___ Data supplied

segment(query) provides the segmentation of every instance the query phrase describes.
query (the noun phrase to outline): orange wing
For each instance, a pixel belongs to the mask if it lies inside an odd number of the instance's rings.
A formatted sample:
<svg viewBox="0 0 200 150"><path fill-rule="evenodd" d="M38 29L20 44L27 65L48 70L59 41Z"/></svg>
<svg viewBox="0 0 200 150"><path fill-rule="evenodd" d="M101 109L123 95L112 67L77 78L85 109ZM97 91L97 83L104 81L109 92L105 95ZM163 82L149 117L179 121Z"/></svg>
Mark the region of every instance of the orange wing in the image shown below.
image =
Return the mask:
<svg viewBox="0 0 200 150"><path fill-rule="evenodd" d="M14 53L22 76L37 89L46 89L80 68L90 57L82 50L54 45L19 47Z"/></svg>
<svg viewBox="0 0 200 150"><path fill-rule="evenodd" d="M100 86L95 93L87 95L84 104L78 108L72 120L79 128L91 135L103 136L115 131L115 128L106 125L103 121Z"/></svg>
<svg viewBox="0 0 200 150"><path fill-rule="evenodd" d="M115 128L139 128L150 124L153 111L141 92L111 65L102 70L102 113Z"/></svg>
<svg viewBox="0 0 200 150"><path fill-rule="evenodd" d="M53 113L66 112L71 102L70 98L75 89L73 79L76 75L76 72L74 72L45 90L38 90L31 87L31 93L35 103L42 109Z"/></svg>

______

#### [Exercise]
Edit the material from its first line up to and including the line with "53L22 76L37 89L46", replacing "noun phrase" with "descriptive phrase" and keeping everything else unchanged.

#### [Solved exercise]
segment(query) provides the segmentation of every instance the query phrase describes.
query (the descriptive phrase to outline): orange wing
For each instance, a pixel belongs to the mask if it lies inside an odd number of the instance's rings.
A formatted sample:
<svg viewBox="0 0 200 150"><path fill-rule="evenodd" d="M38 29L20 44L27 65L48 70L59 41Z"/></svg>
<svg viewBox="0 0 200 150"><path fill-rule="evenodd" d="M101 109L123 95L112 67L77 78L85 109ZM97 91L97 83L104 81L109 92L105 95ZM163 82L149 117L179 121Z"/></svg>
Mark the region of every instance of the orange wing in the image shown below.
image =
Return the mask:
<svg viewBox="0 0 200 150"><path fill-rule="evenodd" d="M14 53L22 76L37 89L46 89L80 68L90 57L82 50L54 45L19 47Z"/></svg>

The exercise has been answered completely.